EXERCISE SET »
1. Transcribe the stretch of the OCR engine page from "License Plate Recognition" through "Middle Eastern regions)".
2. In one to three sentences, explain what the owner code in a container marking serves to identify, according to the OCR engine page.
3. Continue the OCR engine page from where it stops.

PAGE TEXT »

OCR Engine

Turqoa's OCR engine is a purpose-built optical character recognition system optimized for port and terminal environments. It handles three distinct recognition tasks — license plates, container codes, and seal numbers — each with specialized models trained on millions of real-world port images.

Capabilities

License Plate Recognition

The plate OCR model recognizes license plates from over 120 countries and regional formats. It handles:

Standard passenger and commercial vehicle plates
Multi-line plate formats (common in European and Middle Eastern regions)
Temporary and dealer plates
Dirty, damaged, or partially obscured plates
Plates captured under infrared illumination

Container Code Recognition

The container code model is trained specifically on ISO 6346 container markings. It extracts:

Owner code — 3 letters identifying the container operator
Equipment category — 1 letter (U, J, or Z)

DATA EXCERPT »

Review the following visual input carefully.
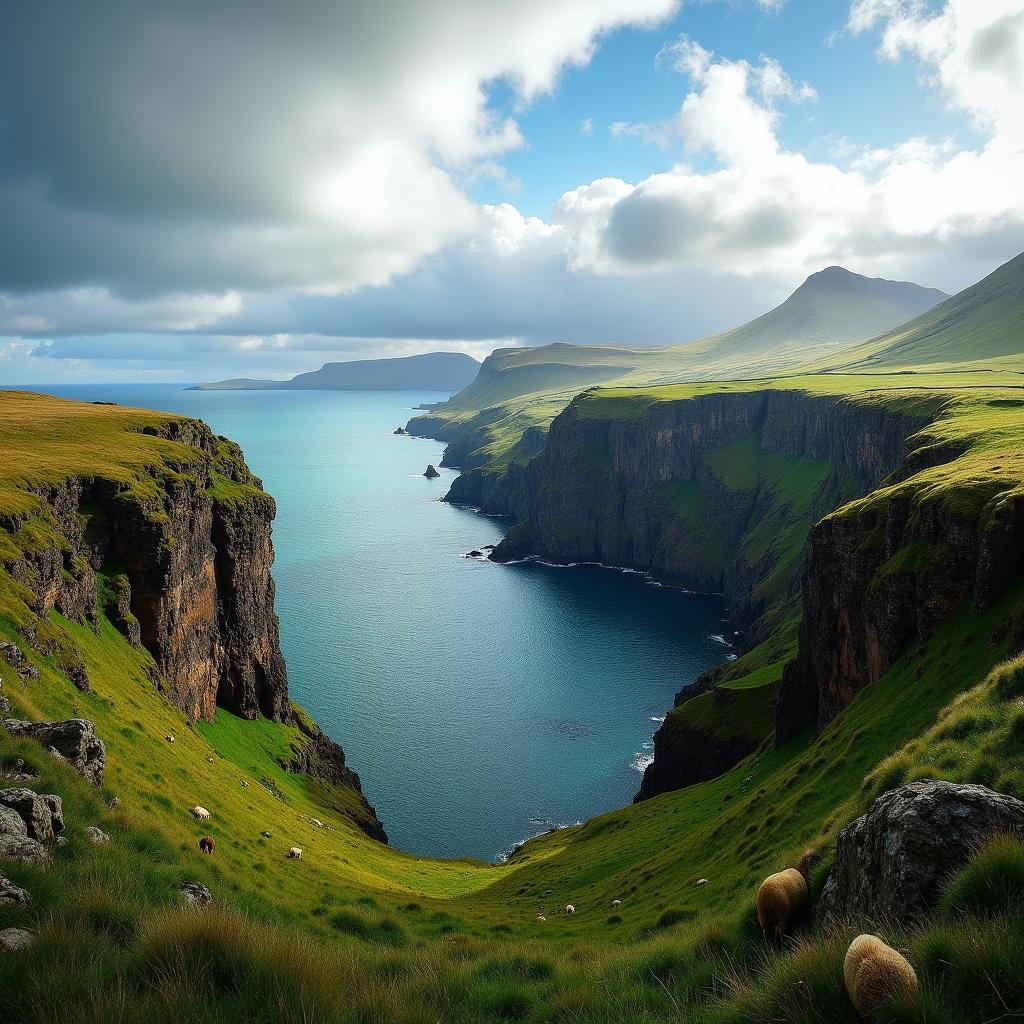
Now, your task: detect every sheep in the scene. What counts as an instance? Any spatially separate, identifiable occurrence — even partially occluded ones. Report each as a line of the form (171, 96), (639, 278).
(757, 867), (808, 938)
(843, 935), (918, 1015)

ANSWER SET »
1.
License Plate Recognition

The plate OCR model recognizes license plates from over 120 countries and regional formats. It handles:

Standard passenger and commercial vehicle plates
Multi-line plate formats (common in European and Middle Eastern regions)

2. The owner code is made up of 3 letters that identify the container operator. It is one of the parts the container code model extracts from ISO 6346 container markings.

3.
Serial number — 6 digits
Check digit — 1 digit, validated automatically against ISO 6346

The model also reads:

Container size and type codes
Maximum gross weight markings
Tare weight markings
CSC plate data (when visible)

Seal Recognition

The seal OCR model reads alphanumeric codes from high-security bolt seals, cable seals, and e-seals:

ISO 17712 compliant seal formats
Carrier-specific seal numbering
QR and barcode seals (via separate barcode decoder)

Supported Formats

Container Codes (ISO 6346)

Component	Format	Example
Owner code	3 uppercase letters	`MSC`
Category	1 letter (U/J/Z)	`U`
Serial number	6 digits	`123456`
Check digit	1 digit	`7`
Full code	Combined	`MSCU1234567`

Note: The engine automatically validates the check digit using the ISO 6346 algorithm. Mismatched check digits are flagged and the transaction confidence is reduced.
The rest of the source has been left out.